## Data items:
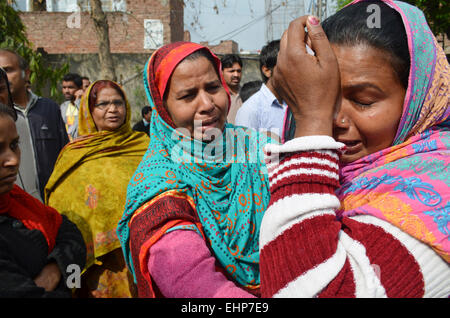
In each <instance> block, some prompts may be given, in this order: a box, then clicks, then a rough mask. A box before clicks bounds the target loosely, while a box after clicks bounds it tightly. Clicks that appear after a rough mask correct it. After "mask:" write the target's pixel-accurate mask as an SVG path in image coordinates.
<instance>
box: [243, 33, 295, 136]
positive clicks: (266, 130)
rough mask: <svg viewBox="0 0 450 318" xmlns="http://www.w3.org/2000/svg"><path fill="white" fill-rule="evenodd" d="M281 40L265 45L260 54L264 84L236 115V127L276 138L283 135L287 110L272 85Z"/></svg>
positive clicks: (251, 96) (261, 67)
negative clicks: (271, 135)
mask: <svg viewBox="0 0 450 318" xmlns="http://www.w3.org/2000/svg"><path fill="white" fill-rule="evenodd" d="M279 50H280V40H274V41H271V42H269V43H268V44H267V45H265V46H264V47H263V48H262V50H261V54H260V70H261V76H262V78H263V81H264V83H263V84H262V85H261V88H260V90H259V91H258V92H256V93H255V94H253V96H251V97H250V98H249V99H248V100H246V101H245V102H244V104H242V106H241V108H240V109H239V110H238V112H237V115H236V125H237V126H245V127H250V128H254V129H256V130H264V131H268V132H270V134H271V135H272V136H274V135H276V136H274V137H281V136H282V133H283V126H284V117H285V113H286V109H287V105H286V103H284V102H283V101H282V100H281V98H280V97H279V96H278V94H277V92H276V91H275V89H274V88H273V85H272V72H273V69H274V67H275V65H276V64H277V56H278V51H279Z"/></svg>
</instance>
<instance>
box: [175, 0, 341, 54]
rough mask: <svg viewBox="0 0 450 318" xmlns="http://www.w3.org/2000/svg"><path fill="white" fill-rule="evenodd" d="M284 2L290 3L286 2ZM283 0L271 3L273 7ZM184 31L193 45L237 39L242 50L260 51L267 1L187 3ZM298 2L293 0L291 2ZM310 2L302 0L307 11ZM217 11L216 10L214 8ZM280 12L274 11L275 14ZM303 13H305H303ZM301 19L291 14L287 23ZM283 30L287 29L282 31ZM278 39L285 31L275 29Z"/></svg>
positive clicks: (273, 0)
mask: <svg viewBox="0 0 450 318" xmlns="http://www.w3.org/2000/svg"><path fill="white" fill-rule="evenodd" d="M283 1H284V2H289V1H286V0H283ZM283 1H282V0H272V2H273V7H276V5H277V4H278V3H282V2H283ZM185 2H186V6H185V9H184V24H185V26H184V28H185V30H189V31H190V33H191V40H192V41H194V42H201V41H208V42H209V43H210V44H212V45H214V44H218V43H219V42H220V40H234V41H235V42H237V43H238V44H239V49H242V50H245V51H256V50H260V49H261V48H262V46H263V45H264V44H265V43H266V21H265V15H266V11H265V0H185ZM293 2H296V3H299V1H291V3H293ZM310 2H311V0H303V4H304V6H305V10H306V11H307V10H308V4H309V3H310ZM328 2H329V3H331V5H330V6H329V7H330V9H329V11H330V12H332V11H333V7H332V6H333V4H334V3H335V0H329V1H328ZM215 6H216V7H217V8H214V7H215ZM278 12H280V10H279V9H278V10H277V11H275V12H274V15H276V14H277V13H278ZM302 14H304V13H302ZM302 14H300V15H302ZM297 16H299V14H298V13H296V12H295V13H292V12H291V13H289V16H288V17H286V16H285V17H284V19H285V20H291V18H292V19H293V18H295V17H297ZM283 30H284V28H283ZM274 33H275V38H277V37H281V34H282V31H281V30H280V31H277V30H275V32H274Z"/></svg>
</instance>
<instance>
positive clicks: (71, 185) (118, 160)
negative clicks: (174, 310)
mask: <svg viewBox="0 0 450 318" xmlns="http://www.w3.org/2000/svg"><path fill="white" fill-rule="evenodd" d="M130 118H131V108H130V105H129V104H128V101H127V99H126V96H125V92H124V91H123V90H122V88H121V87H120V86H119V85H118V84H116V83H114V82H112V81H108V80H101V81H96V82H94V83H92V84H91V86H89V88H88V89H87V91H86V93H85V94H84V95H83V97H82V100H81V104H80V113H79V119H78V123H79V124H78V127H79V128H78V131H79V134H78V135H79V137H78V138H77V139H76V140H74V141H73V142H71V143H69V144H68V145H67V146H66V147H65V148H64V149H63V150H62V151H61V153H60V155H59V157H58V160H57V162H56V165H55V169H54V170H53V173H52V176H51V178H50V180H49V181H48V183H47V186H46V188H45V201H46V203H47V204H48V205H50V206H52V207H54V208H55V209H57V210H58V211H59V212H60V213H62V214H65V215H67V216H68V217H69V219H70V220H72V221H73V222H74V223H75V224H76V225H77V226H78V228H79V229H80V230H81V232H82V234H83V237H84V240H85V242H86V247H87V259H86V268H85V272H84V273H83V275H82V281H81V285H82V286H81V289H77V291H76V293H77V296H78V297H99V298H100V297H101V298H111V297H132V296H133V295H134V294H133V293H134V291H135V286H134V283H133V280H132V278H131V275H129V273H128V271H127V269H126V266H125V263H124V261H123V255H122V252H121V250H120V243H119V240H118V239H117V235H116V231H115V229H116V226H117V222H118V221H119V219H120V216H121V215H122V212H123V208H124V206H125V198H126V188H127V184H128V182H129V181H130V178H131V176H132V175H133V172H134V171H135V170H136V167H137V165H138V164H139V162H140V161H141V159H142V156H143V154H144V153H145V151H146V150H147V146H148V143H149V139H148V136H147V135H146V134H145V133H140V132H135V131H133V130H132V129H131V126H130Z"/></svg>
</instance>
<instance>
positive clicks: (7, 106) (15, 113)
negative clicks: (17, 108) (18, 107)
mask: <svg viewBox="0 0 450 318" xmlns="http://www.w3.org/2000/svg"><path fill="white" fill-rule="evenodd" d="M3 116H10V117H11V119H13V120H14V121H16V119H17V114H16V111H15V110H14V109H13V108H11V107H9V106H6V105H5V104H3V103H0V117H3Z"/></svg>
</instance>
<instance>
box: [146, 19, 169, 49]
mask: <svg viewBox="0 0 450 318" xmlns="http://www.w3.org/2000/svg"><path fill="white" fill-rule="evenodd" d="M144 29H145V36H144V49H159V48H160V47H161V46H163V44H164V43H163V42H164V34H163V24H162V22H161V20H154V19H145V20H144Z"/></svg>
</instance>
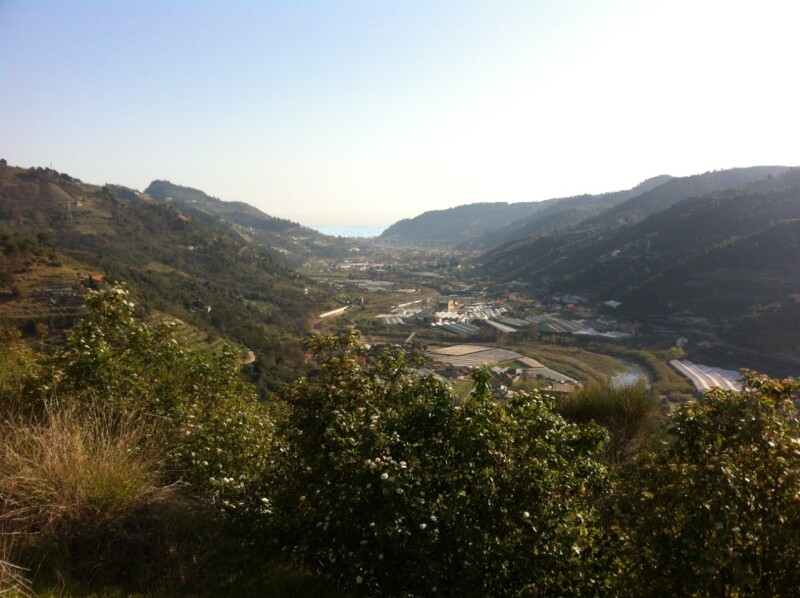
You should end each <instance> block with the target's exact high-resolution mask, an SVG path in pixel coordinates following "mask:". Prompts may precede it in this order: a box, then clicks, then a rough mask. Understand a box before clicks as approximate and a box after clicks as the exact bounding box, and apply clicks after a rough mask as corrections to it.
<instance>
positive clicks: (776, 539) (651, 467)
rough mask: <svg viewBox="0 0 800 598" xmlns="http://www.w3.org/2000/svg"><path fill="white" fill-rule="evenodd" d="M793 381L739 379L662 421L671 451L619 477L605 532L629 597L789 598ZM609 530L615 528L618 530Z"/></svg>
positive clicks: (796, 423) (795, 493)
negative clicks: (670, 427)
mask: <svg viewBox="0 0 800 598" xmlns="http://www.w3.org/2000/svg"><path fill="white" fill-rule="evenodd" d="M799 389H800V385H798V383H796V382H790V381H782V382H781V381H777V380H770V379H767V378H763V377H759V376H756V375H755V374H747V375H746V376H745V388H744V390H743V391H742V392H732V391H723V390H720V389H715V390H713V391H712V392H710V393H709V394H707V395H706V397H705V398H704V399H703V400H701V401H693V402H691V403H688V404H686V405H683V406H681V407H680V408H678V410H677V411H676V412H675V413H674V414H673V415H672V417H671V418H670V420H671V424H672V428H671V431H672V442H671V443H670V444H669V446H668V447H667V448H666V449H665V450H662V451H659V452H657V453H650V454H646V455H644V456H643V457H642V458H641V459H640V460H639V461H638V463H636V464H635V465H634V466H631V467H629V468H628V469H626V470H625V476H624V478H623V480H622V483H621V484H620V485H619V487H618V489H617V492H616V494H617V500H616V501H615V504H614V510H613V512H612V513H611V515H610V524H611V525H613V526H615V527H616V528H617V529H619V530H621V532H622V535H623V541H622V542H621V544H620V546H618V548H617V549H618V550H619V551H620V555H621V556H624V558H625V562H627V563H628V569H627V577H626V578H624V581H623V582H622V584H621V586H622V587H624V588H626V589H627V590H628V591H629V592H630V593H631V594H632V595H642V594H649V595H662V596H684V595H692V596H695V595H697V596H796V595H797V592H798V591H800V569H798V566H797V564H798V563H799V562H800V422H798V419H797V413H796V411H795V407H794V405H793V399H794V398H795V394H796V393H797V392H798V390H799ZM617 526H618V527H617Z"/></svg>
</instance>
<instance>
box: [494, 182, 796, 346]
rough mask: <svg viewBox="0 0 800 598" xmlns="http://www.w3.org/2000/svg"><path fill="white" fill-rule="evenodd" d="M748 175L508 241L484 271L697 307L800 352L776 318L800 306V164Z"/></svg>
mask: <svg viewBox="0 0 800 598" xmlns="http://www.w3.org/2000/svg"><path fill="white" fill-rule="evenodd" d="M750 172H755V171H750ZM741 180H742V183H741V186H740V187H738V188H733V189H726V190H722V191H715V192H712V193H707V194H705V195H702V196H700V197H695V198H690V199H684V200H683V201H678V202H675V203H672V204H671V205H670V206H669V207H667V208H666V209H663V210H661V211H659V212H656V213H653V214H650V215H648V216H641V217H637V218H635V219H632V220H634V222H632V223H630V222H629V223H624V222H616V225H615V227H614V228H588V227H587V228H586V229H582V230H570V231H562V232H560V233H557V234H554V235H548V236H546V237H542V238H538V239H533V240H527V241H524V242H522V241H520V242H516V243H510V244H508V245H506V246H504V247H501V248H499V249H497V250H495V251H493V252H489V253H487V254H486V255H484V256H483V257H482V258H481V260H480V261H481V266H480V269H481V271H483V272H484V273H487V274H489V273H490V274H491V275H492V276H495V277H500V278H502V279H505V280H519V281H525V282H528V283H530V284H533V285H535V286H545V287H548V288H551V289H553V290H554V291H560V292H568V293H572V294H578V295H585V296H588V297H593V298H594V299H596V300H598V301H605V300H608V299H615V300H617V301H621V302H622V303H623V307H622V308H621V309H622V310H623V312H625V313H627V314H628V315H630V316H635V317H641V318H645V317H652V318H655V319H658V318H662V319H663V318H665V317H668V316H670V315H673V314H676V313H681V312H683V313H689V314H692V315H694V316H697V317H702V318H705V319H707V320H708V321H710V322H712V323H713V324H714V325H715V326H716V327H717V329H718V330H719V331H721V332H722V334H723V335H725V336H726V337H727V338H728V339H730V340H732V341H736V342H738V343H740V344H743V345H744V346H746V347H750V348H762V349H763V347H762V346H761V344H762V342H763V341H764V339H769V341H768V342H769V344H770V346H771V348H772V350H773V351H786V352H795V353H798V354H800V335H799V334H798V333H797V331H796V329H795V327H794V326H793V325H792V326H787V325H786V320H784V321H783V324H782V325H779V324H778V322H779V320H780V318H779V317H778V315H779V314H791V313H794V312H795V311H797V306H798V296H797V291H798V289H800V169H789V170H786V169H784V172H783V174H778V175H775V174H769V175H768V176H767V177H766V178H762V179H761V180H756V181H753V180H751V178H750V177H743V178H742V179H741ZM695 182H696V181H693V182H692V184H694V183H695ZM672 184H673V181H670V182H668V183H667V185H672ZM658 189H660V188H658ZM630 201H636V200H630ZM620 205H624V204H620ZM651 205H652V204H651ZM759 327H761V328H762V332H764V331H769V333H770V334H769V335H765V334H759V335H756V336H758V339H756V338H754V337H753V336H752V335H749V334H748V333H747V331H753V330H754V329H758V328H759Z"/></svg>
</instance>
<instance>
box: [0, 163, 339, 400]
mask: <svg viewBox="0 0 800 598" xmlns="http://www.w3.org/2000/svg"><path fill="white" fill-rule="evenodd" d="M0 233H1V234H3V235H4V236H3V237H2V238H3V239H4V241H3V244H4V252H3V255H2V256H0V283H2V285H3V293H4V294H3V297H4V301H3V303H2V305H0V307H2V310H0V317H2V318H4V322H5V323H6V324H11V325H15V326H17V327H23V328H24V327H25V326H32V325H33V324H34V323H35V322H37V321H41V322H42V323H46V324H48V325H49V326H51V327H56V328H57V327H59V326H61V325H69V324H70V322H69V321H68V320H69V318H66V320H65V317H66V316H68V315H70V314H72V315H75V314H76V313H77V312H75V311H74V310H73V311H70V310H69V309H67V307H68V305H69V304H70V303H72V300H71V299H70V298H69V297H65V296H63V295H64V294H65V293H66V294H69V289H70V288H72V287H75V286H76V285H78V286H81V285H83V286H87V284H88V286H92V285H95V286H96V285H97V284H101V283H98V282H96V281H95V282H94V283H91V284H89V283H87V280H88V279H89V277H90V276H91V275H94V276H96V277H103V278H104V281H121V282H124V283H125V284H127V285H128V288H129V289H130V290H131V292H132V293H133V295H134V297H135V298H136V300H137V302H139V303H140V304H141V305H142V308H143V309H145V310H148V311H149V312H151V313H152V316H153V317H163V314H166V315H168V316H170V317H173V318H179V319H180V320H181V321H183V322H184V323H185V324H186V326H187V334H190V335H192V336H194V337H196V340H197V342H198V343H199V344H206V345H208V344H211V343H213V342H215V340H217V339H222V338H224V339H230V340H231V341H233V342H236V343H238V344H239V345H240V347H241V350H242V351H243V352H245V351H247V350H251V351H253V353H254V356H255V358H256V361H255V363H254V365H253V366H251V367H252V368H254V369H255V371H254V375H256V376H257V377H259V378H260V379H261V380H262V382H263V383H264V384H266V385H268V386H271V385H274V384H277V383H279V381H280V380H286V379H288V378H293V377H295V376H296V375H297V374H298V372H299V371H301V370H302V364H303V356H302V351H301V350H300V338H301V336H302V335H303V334H305V332H306V330H307V328H308V322H309V317H310V315H311V314H312V311H315V310H316V309H318V305H319V302H320V301H322V302H323V305H324V301H325V299H324V295H322V294H320V292H318V291H315V292H314V293H311V294H306V293H305V292H304V288H308V287H309V286H313V285H312V284H311V283H310V282H309V281H307V280H303V279H301V277H300V276H298V274H297V273H295V272H294V271H292V270H290V269H287V268H286V267H284V266H282V265H280V264H279V263H277V262H276V260H275V259H274V258H273V257H272V255H271V254H269V253H267V252H266V251H264V250H262V249H261V248H259V246H258V245H256V244H253V243H248V242H247V241H246V240H245V239H244V238H242V236H241V235H239V234H237V233H233V232H232V231H231V230H230V227H228V226H226V225H225V224H224V223H220V221H217V222H216V223H215V225H214V226H212V225H209V224H207V223H204V222H201V221H200V220H198V219H197V218H194V217H192V216H189V215H187V214H185V213H183V212H181V211H178V210H177V209H175V207H171V206H168V205H165V204H164V203H162V202H161V201H158V200H155V199H153V198H151V197H149V196H147V195H144V194H140V193H135V192H132V191H130V190H128V191H127V192H126V191H124V190H123V189H122V188H119V187H113V188H109V187H98V186H95V185H90V184H85V183H82V182H80V181H77V180H74V179H72V178H70V177H69V176H68V175H65V174H59V173H56V172H54V171H51V170H44V169H22V168H13V167H5V168H3V170H2V172H0ZM57 289H61V290H60V291H58V292H57ZM58 293H60V294H58ZM62 304H63V307H64V308H63V309H61V307H62ZM48 313H49V314H50V316H52V317H48ZM159 314H162V315H159ZM43 315H44V317H41V316H43ZM72 319H73V320H74V318H72Z"/></svg>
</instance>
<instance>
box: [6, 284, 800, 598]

## TRY IT:
Please print the lines above exactly, beginning at the first line of the entries and ending at the line holding "positive clicks: (251, 96) (261, 67)", and leave the pictures out.

## OUTPUT BELOW:
In each <instance> block, some prompts may be given, in this order: a box, then clicks, then a rough mask. A box before clicks bounds the target loosely, while a box after clicks bounds it tightly. Clicks that appear after a rough mask correct it. After "mask:" write the target's pixel-accurate mask as an SVG path in image coordinates.
<instance>
box: [243, 33, 295, 136]
positive clicks: (266, 130)
rough mask: <svg viewBox="0 0 450 318" xmlns="http://www.w3.org/2000/svg"><path fill="white" fill-rule="evenodd" d="M281 40L265 45L260 54L264 84L236 115V127L276 138L283 135L287 110L272 85Z"/></svg>
positive clicks: (251, 96) (261, 67)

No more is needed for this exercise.